Stored data entries:
** BEGIN **

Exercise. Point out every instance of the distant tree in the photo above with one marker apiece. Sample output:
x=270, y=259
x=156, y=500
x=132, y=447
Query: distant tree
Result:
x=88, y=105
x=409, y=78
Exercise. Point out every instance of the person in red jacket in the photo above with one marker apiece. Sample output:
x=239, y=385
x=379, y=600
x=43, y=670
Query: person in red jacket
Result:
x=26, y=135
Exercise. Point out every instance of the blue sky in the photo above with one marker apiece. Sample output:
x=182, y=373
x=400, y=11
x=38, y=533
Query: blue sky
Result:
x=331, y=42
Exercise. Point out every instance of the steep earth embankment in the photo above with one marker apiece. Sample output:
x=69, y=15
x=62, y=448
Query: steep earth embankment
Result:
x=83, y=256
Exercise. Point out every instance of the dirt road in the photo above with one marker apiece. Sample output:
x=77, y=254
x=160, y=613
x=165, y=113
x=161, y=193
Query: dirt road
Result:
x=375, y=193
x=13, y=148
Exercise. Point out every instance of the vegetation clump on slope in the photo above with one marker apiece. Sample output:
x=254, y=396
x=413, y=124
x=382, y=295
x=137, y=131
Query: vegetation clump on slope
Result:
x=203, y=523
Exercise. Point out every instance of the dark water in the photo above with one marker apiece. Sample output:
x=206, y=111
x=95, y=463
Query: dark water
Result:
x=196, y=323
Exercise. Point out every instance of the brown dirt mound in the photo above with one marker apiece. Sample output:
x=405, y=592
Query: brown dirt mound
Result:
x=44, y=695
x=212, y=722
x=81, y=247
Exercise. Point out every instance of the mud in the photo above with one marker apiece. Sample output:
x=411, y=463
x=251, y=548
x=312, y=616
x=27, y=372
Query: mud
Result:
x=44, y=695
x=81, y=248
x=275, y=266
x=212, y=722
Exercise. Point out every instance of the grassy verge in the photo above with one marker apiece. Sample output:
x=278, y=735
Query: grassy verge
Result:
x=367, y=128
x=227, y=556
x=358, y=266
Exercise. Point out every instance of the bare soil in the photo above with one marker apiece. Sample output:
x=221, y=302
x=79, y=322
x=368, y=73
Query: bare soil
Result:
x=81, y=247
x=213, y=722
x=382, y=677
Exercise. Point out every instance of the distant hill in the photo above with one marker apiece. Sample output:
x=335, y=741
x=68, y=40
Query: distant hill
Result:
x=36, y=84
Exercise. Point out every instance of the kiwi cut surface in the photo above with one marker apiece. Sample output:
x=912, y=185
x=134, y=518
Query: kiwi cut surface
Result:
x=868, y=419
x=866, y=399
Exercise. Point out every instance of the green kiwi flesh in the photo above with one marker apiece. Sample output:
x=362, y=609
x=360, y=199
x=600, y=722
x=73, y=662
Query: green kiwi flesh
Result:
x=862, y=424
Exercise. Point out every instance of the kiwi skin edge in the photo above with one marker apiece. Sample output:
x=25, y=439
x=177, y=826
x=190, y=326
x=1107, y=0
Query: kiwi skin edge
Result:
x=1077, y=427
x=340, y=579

** END **

▶ [Given task] Write out all of the data above again, substituting "dot" for every "marker" and leaving everything else unchanged.

▶ [Answer in full]
Exercise. Point out every instance of the distant tree in the photo above with one dot apiece. Sample output:
x=270, y=259
x=156, y=500
x=132, y=447
Query: distant tree
Result:
x=88, y=105
x=409, y=78
Exercise. Point out every instance of the person in red jacket in the photo above with one dot apiece. Sample output:
x=239, y=385
x=379, y=600
x=43, y=670
Query: person in red jacket
Result:
x=26, y=135
Exercise. Point out every instance of the blue sky in the photo above with one dot apiece. Sample output:
x=182, y=373
x=400, y=11
x=38, y=533
Query: blue sky
Result:
x=331, y=42
Exercise. Point out every instance of the steep earth embankment in the photo above with one dot apiece. Sample output:
x=69, y=15
x=62, y=448
Query: steep earth embankment
Result:
x=83, y=256
Exercise. Point out every instance of the dirt road in the photo above with one dot apiece. Sample output:
x=77, y=254
x=160, y=613
x=165, y=113
x=161, y=193
Query: dirt road
Result:
x=375, y=193
x=13, y=148
Exercise. Point out every instance of the vegetation clump on slope in the photo above with one dot apiece. Sample output:
x=254, y=396
x=413, y=124
x=382, y=295
x=137, y=131
Query: vegetation clump on slope
Result:
x=203, y=523
Exercise. Point out every instance of the dark water in the photo above with one dot apiece. Sample output:
x=206, y=111
x=95, y=463
Query: dark water
Result:
x=196, y=323
Exercise. Point out every instance of the brown dirt mound in the photo above with one dot apiece. Sample output:
x=405, y=592
Query: brown dirt mound
Result:
x=44, y=695
x=212, y=722
x=81, y=247
Exercise. Point out every instance of the mud in the photo above with one dot apiece. Sample output:
x=411, y=463
x=251, y=548
x=312, y=616
x=27, y=372
Query: mud
Result:
x=44, y=695
x=81, y=248
x=275, y=266
x=212, y=722
Exercise. Point out every instance of the grassy verge in the photo above with one dot apiece. Sample output:
x=278, y=735
Query: grassy verge
Result:
x=367, y=128
x=227, y=556
x=358, y=266
Exercise. Point out every instance of the bare soil in the photo above with one dot apiece. Sample output:
x=221, y=302
x=79, y=322
x=368, y=73
Query: bare soil
Result:
x=81, y=247
x=213, y=722
x=382, y=677
Exercise. Point out every instance of the distant hill in the photo above with one dot apiece. Sample output:
x=335, y=741
x=68, y=40
Query: distant hill
Result:
x=36, y=84
Exercise. Point out every instance of the kiwi cut surface in the photo above with one dot apiece. Sample output:
x=912, y=185
x=134, y=518
Query: kiwi cut surface
Result:
x=868, y=419
x=866, y=399
Exercise. Point out every instance of the green kiwi flesh in the photo above with one dot apiece. Sample output:
x=362, y=609
x=360, y=199
x=600, y=722
x=73, y=662
Query: green kiwi flesh
Result:
x=862, y=424
Exercise. Point out every instance of the kiwi skin edge in the photo above with one dot apiece. Sample output:
x=25, y=439
x=177, y=826
x=190, y=326
x=1107, y=0
Query: kiwi skin edge
Result:
x=1077, y=427
x=340, y=579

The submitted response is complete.